Copy out the records below with every "black seat" replaced by "red seat" and nothing else altered. Omit the pictures.

Given entries:
# # # # # # #
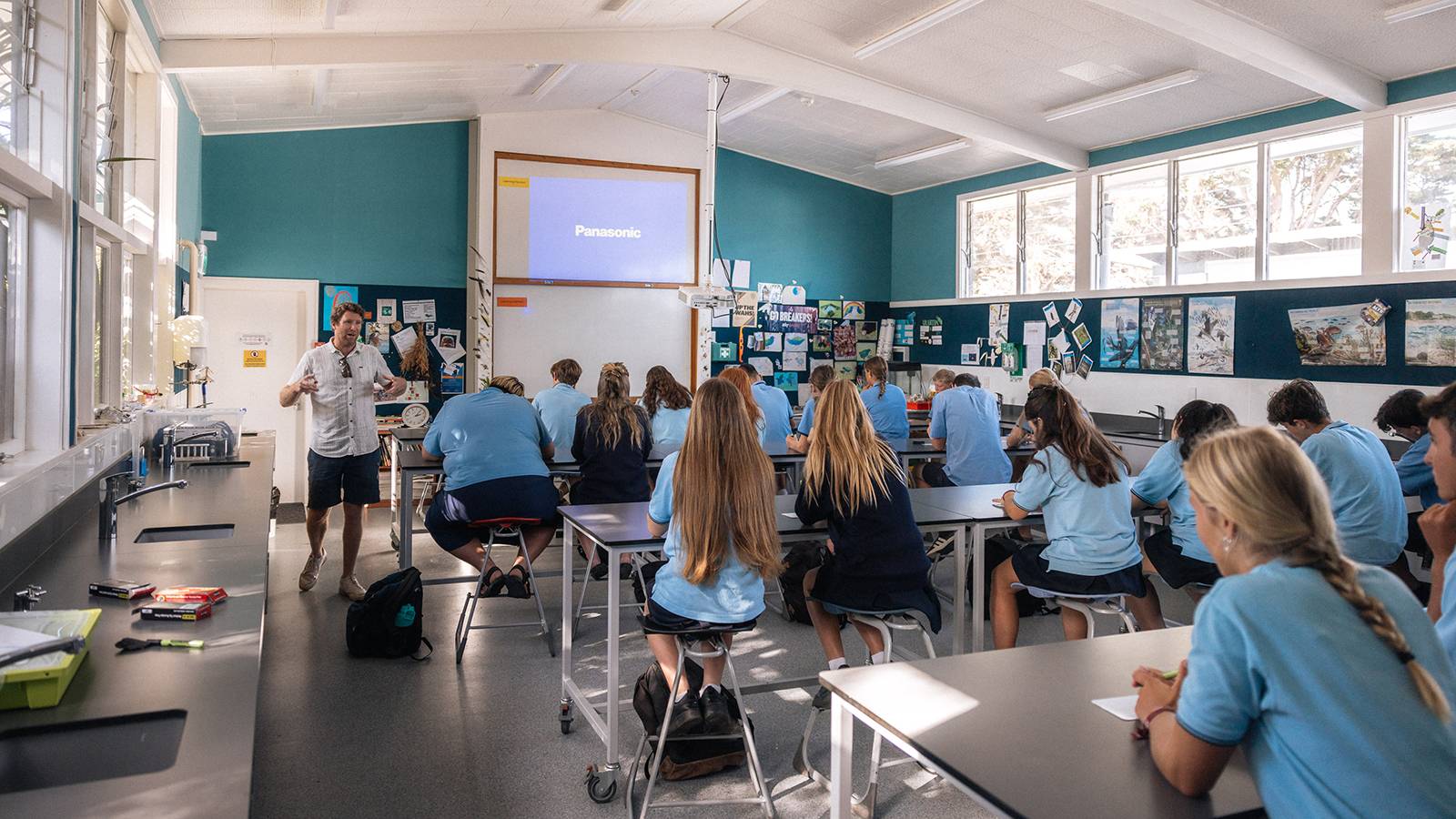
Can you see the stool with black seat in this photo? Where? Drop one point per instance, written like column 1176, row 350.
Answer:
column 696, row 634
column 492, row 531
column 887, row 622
# # # # # # #
Exercise output:
Can you see the stool with red seat in this photo? Where? Drop one point per instance, written like column 1176, row 350.
Answer:
column 696, row 634
column 492, row 531
column 887, row 622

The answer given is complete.